* **What to do**:
**A.** Answer these questions from the market outlook passage:
(i) In real assets, is credit or equity described as offering more compelling risk-adjusted return opportunities?
(ii) Around what level are risk-free yields on 10-year Treasuries said to be hovering?
(iii) In the equity risk premium formula, how are equity returns normally calculated?
**B.** Render this sentence from the market outlook passage in Spanish: "The equity risk premium measures the return in the stock market minus the return of the risk-free rate, and it tells investors something about equity returns relative to fixed-income returns."
**C.** Proceed with the market outlook passage on equities and credit, picking up after its final sentence.

* **Extract provided**:
╭──

In real assets, particularly real estate, we see more compelling risk-adjusted return opportunities in credit than in equity at this stage of the economic cycle.
Public equities are as unappealing as they have been in 20 years due to stretched valuations. Public bonds—with risk-free yields on 10-year Treasuries hovering around 4.0% as of this writing—appear attractive to investors interested in “locking” higher rates in their fixed-income portfolios. That said, attention to duration risk remains warranted…
… One way to measure whether the stock market is expensive or cheap is to look at the equity risk premium. The equity risk premium measures the return in the stock market minus the return of the risk-free rate, and it tells investors something about equity returns relative to fixed-income returns. In the equity risk premium formula, equity returns are normally calculated by looking at the S&P 500 earnings yield (i.e., the inverse of the P/E ratio). Using forward earnings expectations can be misleading when the consensus sees a meaningful chance of a recession, so in Exhibit 35, we calculate the S&P 500 earnings yield using trailing earnings. With 10-year interest rates trading around 4.0% as of this writing, the stock market today is more unappealing than it has been in 20 years.

╰──

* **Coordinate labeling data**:

╭──

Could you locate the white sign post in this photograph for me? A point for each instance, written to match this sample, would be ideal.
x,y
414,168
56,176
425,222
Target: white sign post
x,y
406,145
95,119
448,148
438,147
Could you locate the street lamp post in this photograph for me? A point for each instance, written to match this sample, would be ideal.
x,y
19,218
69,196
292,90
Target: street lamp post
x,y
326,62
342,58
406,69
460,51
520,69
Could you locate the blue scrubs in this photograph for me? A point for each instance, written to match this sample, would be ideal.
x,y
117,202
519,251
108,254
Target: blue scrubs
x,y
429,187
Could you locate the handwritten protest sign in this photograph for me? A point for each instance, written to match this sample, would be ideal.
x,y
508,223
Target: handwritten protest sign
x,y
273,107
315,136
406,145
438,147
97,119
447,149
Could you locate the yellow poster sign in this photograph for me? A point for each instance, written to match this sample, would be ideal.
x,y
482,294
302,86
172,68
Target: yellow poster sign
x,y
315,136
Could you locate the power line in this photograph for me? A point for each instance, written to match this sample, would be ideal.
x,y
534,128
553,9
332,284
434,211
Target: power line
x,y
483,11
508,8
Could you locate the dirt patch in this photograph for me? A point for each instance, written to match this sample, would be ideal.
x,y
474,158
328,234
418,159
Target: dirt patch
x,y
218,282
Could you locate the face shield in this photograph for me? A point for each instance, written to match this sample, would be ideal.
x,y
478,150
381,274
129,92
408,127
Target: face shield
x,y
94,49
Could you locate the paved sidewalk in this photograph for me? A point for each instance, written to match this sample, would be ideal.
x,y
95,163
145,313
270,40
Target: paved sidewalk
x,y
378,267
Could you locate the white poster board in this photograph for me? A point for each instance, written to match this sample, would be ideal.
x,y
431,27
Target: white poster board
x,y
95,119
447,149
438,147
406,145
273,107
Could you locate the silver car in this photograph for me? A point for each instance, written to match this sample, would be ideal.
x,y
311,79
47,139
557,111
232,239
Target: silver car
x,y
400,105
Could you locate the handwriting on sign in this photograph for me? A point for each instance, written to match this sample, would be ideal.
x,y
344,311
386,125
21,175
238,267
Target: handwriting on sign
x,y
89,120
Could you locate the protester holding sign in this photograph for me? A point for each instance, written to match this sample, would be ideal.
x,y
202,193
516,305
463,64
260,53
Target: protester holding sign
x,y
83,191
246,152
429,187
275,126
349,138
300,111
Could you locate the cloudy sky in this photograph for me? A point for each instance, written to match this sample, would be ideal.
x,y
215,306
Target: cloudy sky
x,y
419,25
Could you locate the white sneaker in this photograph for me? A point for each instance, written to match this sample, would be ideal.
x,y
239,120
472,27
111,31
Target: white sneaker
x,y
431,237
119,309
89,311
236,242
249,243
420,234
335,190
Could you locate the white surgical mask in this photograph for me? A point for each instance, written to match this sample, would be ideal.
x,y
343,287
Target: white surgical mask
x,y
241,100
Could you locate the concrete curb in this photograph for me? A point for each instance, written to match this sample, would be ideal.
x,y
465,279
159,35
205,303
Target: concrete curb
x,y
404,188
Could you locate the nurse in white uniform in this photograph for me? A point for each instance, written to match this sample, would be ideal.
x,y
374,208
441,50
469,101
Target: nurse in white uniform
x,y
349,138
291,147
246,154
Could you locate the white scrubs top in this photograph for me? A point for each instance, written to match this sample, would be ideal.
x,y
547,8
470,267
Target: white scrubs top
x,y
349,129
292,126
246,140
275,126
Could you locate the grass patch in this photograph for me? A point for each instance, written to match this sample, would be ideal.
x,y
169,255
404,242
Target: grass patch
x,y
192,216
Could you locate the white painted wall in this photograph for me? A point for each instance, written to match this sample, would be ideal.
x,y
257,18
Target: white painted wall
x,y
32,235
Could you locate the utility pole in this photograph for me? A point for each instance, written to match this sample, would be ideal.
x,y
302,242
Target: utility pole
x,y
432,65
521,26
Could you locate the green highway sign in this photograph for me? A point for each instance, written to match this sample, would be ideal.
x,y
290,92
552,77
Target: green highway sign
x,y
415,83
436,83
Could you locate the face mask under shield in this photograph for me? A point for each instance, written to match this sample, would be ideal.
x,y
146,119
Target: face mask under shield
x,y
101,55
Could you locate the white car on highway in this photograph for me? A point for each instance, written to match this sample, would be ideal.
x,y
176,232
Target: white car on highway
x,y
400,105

╰──

* **Response list**:
**A.**
(i) Credit.
(ii) Around 4.0%.
(iii) By looking at the S&P 500 earnings yield, the inverse of the P/E ratio.

**B.** La prima de riesgo de las acciones mide el rendimiento del mercado bursátil menos el rendimiento de la tasa libre de riesgo, y les dice a los inversionistas algo sobre los rendimientos de las acciones en relación con los rendimientos de la renta fija.

**C.**
Barclays: December consumer confidence shows further optimism (MOAR optimism = MOAR cuts … must be the new math)
The Conference Board's index of consumer confidence rose to 110.7 in December, due to increased optimism about both expectations and the current situation. Confidence has now risen for two consecutive months.
DB: Who is buying Treasuries, mortgages, credit and munis? (may just be the NET supply increasing by 75% in 2024 vs 2023 is WHY there’s been such a dramatic PIVOT? creating a stir — and DEMAND — as you are about to see dramatic INCREASE in what needs to be placed…? askin’ for a friend)
… Foreign ownership of Treasuries continues to fall since peaking in mid-2010’s
… Robust foreign private demand for US Treasuries over last two years
Central banks speed up balance sheet reductions
…10y yield model estimate accounting for central bank purchases is around 3.5%
…Net-net Treasury coupon supply expected to rise by ~75% in 2024 vs 2023
Jeff: Dec Consumer Confidence Index Improves to Highest Since July on Labor Market Optimism (sounds like it’s time to CUT rates, amIright?)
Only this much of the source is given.